▸ **Exercise data**
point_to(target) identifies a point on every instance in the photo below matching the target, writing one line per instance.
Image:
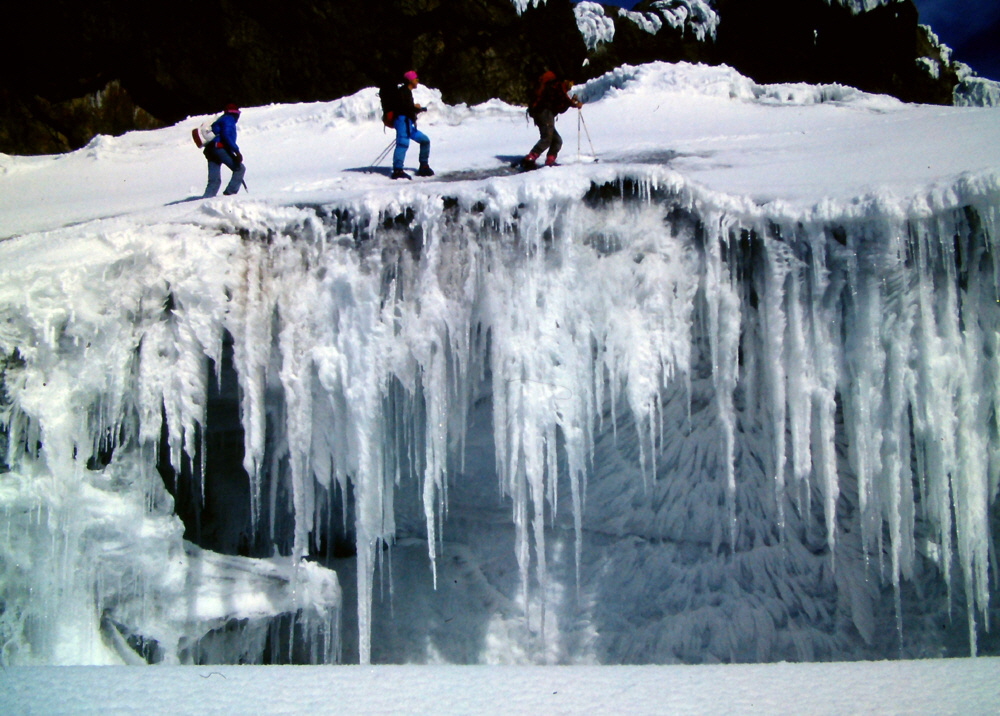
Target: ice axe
(383, 155)
(581, 122)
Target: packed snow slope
(721, 387)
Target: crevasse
(759, 419)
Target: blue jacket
(225, 133)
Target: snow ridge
(698, 425)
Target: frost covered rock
(977, 92)
(725, 395)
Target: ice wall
(746, 421)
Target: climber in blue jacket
(223, 150)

▸ **Task prompt**
Copy out every line of the material above, scaling each point coordinate in the answers by 1.4 and rounding to whole numbers, with halves rounded up. Leave the pictures out.

▸ **Answer to this exercise**
point_to(target) identifies a point on every instance in the photo below matching the target, writing one line per instance.
Image:
Target: ice axe
(536, 217)
(813, 171)
Target: packed snow slope
(1009, 542)
Target: crevasse
(1063, 587)
Target: blue jacket
(315, 186)
Target: snow ridge
(977, 595)
Target: frost covered rock
(1368, 129)
(1015, 553)
Target: ice wall
(1044, 589)
Target: climber in blue jacket
(312, 210)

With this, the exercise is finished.